La première fois que j'ai vu ce film, je ne l'ai pas beaucoup aimé. Je ressortais de la vision d'autres oeuvres plus "wooiennes" et la différence de style affichée par "Une balle dans la tête" m'avait presque choqué. Depuis, je suis revenu sur cette impression mitigée bien que, à l'évidence, cette oeuvre n'ait rien de plaisant ou de divertissant. C'est justement en cela que réside la force de ce qui se révèle comme le cri le plus puissant et le plus personnel de John Woo.

Le cri. Je ne vois pas de meilleure métaphore. Le travail de Woo peut habituellement être assimilé à un ballet, où chaque gunfight, ultra chorégraphiée, dévoile un message, un discours, via un langage corporel d'un lyrisme tout à fait unique. Au point, d'ailleurs, où l'aspect esthétique est parfois la seule facette que les critiques retiennent de ces séquences d'action, vues comme de simples défouloirs puérils, apologie de la violence. Croire cela, c'est ne rien comprendre au travail hongkongais de Woo, pire, lui faire dire le contraire de ce qu'il ressentait vraiment à cette époque. Pour bien mettre les choses au point, "Une balle dans la tête" se place comme un jalon essentiel, ou comme un miroir dans lequel viennent se refléter "Le syndicat du crime", "The Killer" ou encore "Just Heroes". Ici, très peu de stylisation de la violence. Les fusillades, nombreuses, sont filmées pour ce qu'elles sont: un chaos, tant physique que psychologique. Les morts, innombrables, n'ont rien d'amusantes ou d'esthétiques; elles font mal, foutent la nausée à force d'ajouter des couches de souffrance dans le psychisme des héros du film, de plus en plus fragiles. On en vient parfois à souhaiter que tout cela s'arrête.

Éléments de données

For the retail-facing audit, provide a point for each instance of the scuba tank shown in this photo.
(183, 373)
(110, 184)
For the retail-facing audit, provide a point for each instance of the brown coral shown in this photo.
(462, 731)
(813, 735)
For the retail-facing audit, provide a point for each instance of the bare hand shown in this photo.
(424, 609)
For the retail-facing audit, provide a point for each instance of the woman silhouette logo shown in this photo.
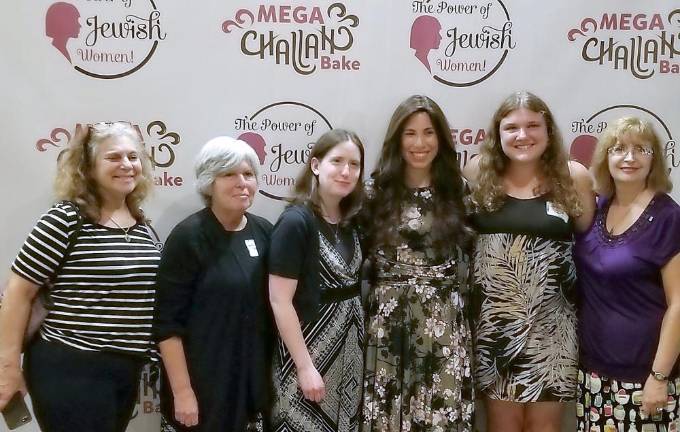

Consignes de travail =>
D'après la critique de film, comment les fusillades sont-elles filmées dans « Une balle dans la tête » ? Appuyez-vous uniquement sur la critique de film.

Résultat de l'exercice =>
Elles sont filmées pour ce qu'elles sont : un chaos, tant physique que psychologique.